━━━ The data

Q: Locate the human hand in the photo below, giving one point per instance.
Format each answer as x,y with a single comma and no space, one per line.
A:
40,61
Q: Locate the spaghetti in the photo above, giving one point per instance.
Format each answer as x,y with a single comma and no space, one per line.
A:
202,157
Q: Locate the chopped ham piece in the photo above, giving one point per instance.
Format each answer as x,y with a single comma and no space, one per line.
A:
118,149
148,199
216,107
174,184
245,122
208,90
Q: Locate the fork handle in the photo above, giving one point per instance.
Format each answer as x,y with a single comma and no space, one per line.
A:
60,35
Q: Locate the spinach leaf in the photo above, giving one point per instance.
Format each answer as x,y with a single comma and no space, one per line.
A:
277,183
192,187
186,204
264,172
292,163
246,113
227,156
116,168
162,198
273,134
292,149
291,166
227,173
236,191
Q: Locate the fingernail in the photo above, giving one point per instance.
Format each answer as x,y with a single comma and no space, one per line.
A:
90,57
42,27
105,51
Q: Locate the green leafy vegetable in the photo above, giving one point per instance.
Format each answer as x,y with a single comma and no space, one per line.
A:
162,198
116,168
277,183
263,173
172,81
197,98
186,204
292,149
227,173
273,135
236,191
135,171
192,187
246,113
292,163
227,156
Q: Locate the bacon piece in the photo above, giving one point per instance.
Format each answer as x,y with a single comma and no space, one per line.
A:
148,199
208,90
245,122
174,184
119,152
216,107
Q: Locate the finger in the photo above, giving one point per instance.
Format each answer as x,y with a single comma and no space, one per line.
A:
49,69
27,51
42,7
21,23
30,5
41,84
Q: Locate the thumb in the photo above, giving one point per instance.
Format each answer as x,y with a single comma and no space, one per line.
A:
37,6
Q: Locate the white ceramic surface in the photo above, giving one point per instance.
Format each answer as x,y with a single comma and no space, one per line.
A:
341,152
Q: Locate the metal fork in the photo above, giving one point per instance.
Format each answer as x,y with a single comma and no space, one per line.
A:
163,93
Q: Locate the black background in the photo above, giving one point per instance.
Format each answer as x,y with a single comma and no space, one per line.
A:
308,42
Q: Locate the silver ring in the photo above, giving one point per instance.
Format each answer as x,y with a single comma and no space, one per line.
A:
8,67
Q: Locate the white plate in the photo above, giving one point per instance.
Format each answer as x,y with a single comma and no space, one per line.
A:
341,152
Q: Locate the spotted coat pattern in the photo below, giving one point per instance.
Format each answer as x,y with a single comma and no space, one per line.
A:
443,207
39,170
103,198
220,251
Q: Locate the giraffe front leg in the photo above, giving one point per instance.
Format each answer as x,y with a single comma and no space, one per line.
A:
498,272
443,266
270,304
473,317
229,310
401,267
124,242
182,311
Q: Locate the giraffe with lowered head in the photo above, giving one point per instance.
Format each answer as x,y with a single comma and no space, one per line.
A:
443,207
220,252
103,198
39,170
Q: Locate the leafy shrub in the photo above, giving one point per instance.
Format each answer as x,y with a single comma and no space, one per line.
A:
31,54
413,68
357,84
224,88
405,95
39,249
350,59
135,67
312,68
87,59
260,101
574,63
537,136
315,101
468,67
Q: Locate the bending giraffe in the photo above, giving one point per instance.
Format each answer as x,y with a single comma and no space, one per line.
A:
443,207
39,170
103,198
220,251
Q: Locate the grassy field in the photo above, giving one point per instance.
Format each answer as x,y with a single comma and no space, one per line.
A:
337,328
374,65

━━━━━━

A single number is expected: how many lines in the entries contain "giraffe".

▶ **Response to this task**: 3